» Work task
Filter this data down to the lines that hold "cross", and copy them.

» Input records
=-=-=

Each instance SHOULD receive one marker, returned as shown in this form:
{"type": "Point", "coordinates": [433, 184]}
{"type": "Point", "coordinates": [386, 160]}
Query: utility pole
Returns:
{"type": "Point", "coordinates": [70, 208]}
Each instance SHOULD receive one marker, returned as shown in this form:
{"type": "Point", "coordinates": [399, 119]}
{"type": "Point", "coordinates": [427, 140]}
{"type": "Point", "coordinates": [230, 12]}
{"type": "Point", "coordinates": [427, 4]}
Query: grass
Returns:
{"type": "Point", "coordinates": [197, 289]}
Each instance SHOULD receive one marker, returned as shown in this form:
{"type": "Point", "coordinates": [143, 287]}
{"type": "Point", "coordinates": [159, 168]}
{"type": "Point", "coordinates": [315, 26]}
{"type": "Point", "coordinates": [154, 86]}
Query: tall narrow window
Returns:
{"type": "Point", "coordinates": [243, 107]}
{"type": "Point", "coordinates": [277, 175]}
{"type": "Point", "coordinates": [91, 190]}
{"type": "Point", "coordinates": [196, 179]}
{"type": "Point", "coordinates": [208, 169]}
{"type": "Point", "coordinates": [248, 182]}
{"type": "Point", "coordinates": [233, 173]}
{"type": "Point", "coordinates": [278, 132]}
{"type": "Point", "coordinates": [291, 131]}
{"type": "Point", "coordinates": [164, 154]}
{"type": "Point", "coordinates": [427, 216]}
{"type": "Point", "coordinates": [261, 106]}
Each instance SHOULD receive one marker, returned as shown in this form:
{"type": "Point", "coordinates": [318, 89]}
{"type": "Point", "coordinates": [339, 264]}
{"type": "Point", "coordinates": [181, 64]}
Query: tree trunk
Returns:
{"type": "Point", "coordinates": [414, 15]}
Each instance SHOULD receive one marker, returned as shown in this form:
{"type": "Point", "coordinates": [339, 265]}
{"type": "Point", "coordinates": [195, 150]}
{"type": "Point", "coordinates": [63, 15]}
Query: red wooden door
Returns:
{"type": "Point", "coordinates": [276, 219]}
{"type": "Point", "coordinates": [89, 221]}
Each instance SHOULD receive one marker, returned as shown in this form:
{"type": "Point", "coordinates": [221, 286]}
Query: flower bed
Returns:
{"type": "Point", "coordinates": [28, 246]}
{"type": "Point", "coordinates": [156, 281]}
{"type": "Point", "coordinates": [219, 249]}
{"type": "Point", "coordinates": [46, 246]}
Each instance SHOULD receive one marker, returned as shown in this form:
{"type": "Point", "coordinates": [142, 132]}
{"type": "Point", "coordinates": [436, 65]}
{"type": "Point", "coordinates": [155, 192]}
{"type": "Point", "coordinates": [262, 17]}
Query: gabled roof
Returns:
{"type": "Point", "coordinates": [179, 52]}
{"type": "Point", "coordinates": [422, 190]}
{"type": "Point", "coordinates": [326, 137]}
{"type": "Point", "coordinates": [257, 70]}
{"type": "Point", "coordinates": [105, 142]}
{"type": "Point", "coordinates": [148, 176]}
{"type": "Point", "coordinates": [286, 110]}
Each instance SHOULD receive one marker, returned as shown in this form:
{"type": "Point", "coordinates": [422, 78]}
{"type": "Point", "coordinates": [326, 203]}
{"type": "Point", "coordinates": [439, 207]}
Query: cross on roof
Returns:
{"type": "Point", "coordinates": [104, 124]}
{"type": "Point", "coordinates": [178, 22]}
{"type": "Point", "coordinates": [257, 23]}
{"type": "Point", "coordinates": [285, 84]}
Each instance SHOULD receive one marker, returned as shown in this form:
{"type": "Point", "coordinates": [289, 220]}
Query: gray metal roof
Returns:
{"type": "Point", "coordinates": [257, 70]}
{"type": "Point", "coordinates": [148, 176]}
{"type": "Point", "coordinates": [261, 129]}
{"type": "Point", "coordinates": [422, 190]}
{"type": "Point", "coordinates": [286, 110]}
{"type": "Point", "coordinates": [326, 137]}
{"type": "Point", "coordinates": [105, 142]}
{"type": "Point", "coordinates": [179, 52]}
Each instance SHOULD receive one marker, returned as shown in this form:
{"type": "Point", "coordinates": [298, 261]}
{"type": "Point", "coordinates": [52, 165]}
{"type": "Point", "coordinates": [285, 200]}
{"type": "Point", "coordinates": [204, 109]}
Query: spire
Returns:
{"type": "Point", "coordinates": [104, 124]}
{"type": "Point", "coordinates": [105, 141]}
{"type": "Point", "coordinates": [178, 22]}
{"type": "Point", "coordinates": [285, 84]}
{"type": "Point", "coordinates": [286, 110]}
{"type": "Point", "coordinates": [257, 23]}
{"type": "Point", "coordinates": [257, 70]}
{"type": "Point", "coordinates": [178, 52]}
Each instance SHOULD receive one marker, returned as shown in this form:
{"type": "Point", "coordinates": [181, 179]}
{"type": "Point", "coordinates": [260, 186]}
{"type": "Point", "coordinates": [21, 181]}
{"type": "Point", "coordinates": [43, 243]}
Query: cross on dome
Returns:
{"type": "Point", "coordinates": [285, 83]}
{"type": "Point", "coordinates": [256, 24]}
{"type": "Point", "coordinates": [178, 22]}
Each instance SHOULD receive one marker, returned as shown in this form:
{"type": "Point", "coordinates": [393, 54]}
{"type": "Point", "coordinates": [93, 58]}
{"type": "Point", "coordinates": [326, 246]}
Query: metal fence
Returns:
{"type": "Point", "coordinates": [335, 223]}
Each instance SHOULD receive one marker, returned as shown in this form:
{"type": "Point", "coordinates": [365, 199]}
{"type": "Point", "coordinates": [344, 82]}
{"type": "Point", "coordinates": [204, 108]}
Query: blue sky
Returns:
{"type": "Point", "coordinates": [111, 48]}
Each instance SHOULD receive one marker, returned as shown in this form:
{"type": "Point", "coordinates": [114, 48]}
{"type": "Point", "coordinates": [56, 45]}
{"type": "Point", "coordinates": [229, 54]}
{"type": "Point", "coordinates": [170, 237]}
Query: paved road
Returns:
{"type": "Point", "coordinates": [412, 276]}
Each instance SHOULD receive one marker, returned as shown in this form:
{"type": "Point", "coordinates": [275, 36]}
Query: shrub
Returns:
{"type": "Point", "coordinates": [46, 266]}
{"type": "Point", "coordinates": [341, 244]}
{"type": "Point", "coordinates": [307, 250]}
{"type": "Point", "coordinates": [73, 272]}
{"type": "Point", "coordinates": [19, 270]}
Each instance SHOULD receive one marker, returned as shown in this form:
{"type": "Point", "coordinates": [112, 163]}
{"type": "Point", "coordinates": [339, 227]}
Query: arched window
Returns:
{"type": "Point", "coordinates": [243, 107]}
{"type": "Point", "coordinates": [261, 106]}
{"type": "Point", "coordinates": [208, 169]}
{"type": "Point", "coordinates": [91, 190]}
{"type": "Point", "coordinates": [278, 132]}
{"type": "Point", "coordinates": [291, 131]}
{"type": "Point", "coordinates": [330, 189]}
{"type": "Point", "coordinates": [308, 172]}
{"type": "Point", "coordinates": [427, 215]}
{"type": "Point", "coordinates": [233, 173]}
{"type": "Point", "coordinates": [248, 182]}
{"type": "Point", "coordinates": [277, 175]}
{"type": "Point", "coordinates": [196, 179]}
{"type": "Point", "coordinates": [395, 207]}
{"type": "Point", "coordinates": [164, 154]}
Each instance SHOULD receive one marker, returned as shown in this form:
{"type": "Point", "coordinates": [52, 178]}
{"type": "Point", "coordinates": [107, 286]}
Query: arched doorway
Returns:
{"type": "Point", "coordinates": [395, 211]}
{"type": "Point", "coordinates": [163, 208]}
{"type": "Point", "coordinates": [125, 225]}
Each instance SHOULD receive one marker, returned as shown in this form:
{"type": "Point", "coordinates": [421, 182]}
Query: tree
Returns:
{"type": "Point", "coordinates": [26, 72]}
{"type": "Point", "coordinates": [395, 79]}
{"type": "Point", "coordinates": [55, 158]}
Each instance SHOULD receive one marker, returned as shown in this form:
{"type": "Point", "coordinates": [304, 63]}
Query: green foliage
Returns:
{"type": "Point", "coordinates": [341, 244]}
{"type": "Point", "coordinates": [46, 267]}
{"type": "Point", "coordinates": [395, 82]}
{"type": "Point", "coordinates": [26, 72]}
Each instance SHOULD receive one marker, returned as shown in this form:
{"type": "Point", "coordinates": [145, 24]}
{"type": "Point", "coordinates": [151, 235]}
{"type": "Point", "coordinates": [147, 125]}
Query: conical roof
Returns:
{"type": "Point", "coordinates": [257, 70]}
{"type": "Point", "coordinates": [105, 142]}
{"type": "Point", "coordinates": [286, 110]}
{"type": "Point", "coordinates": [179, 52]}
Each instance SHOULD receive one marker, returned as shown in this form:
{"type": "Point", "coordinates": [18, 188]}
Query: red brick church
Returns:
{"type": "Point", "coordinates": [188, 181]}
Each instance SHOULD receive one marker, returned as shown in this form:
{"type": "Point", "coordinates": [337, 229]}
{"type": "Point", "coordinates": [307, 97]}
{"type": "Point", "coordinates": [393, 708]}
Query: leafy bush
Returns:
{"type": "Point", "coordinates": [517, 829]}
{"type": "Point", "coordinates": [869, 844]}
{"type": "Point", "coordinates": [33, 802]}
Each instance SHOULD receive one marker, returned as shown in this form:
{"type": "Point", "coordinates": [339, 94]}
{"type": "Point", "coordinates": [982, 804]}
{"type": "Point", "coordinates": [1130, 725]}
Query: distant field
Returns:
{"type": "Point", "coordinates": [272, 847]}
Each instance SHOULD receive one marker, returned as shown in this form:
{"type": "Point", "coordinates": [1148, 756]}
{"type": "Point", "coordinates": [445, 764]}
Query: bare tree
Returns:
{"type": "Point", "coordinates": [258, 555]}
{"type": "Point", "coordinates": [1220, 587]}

=-=-=

» Task solution
Query: cross on roof
Query: cross on dome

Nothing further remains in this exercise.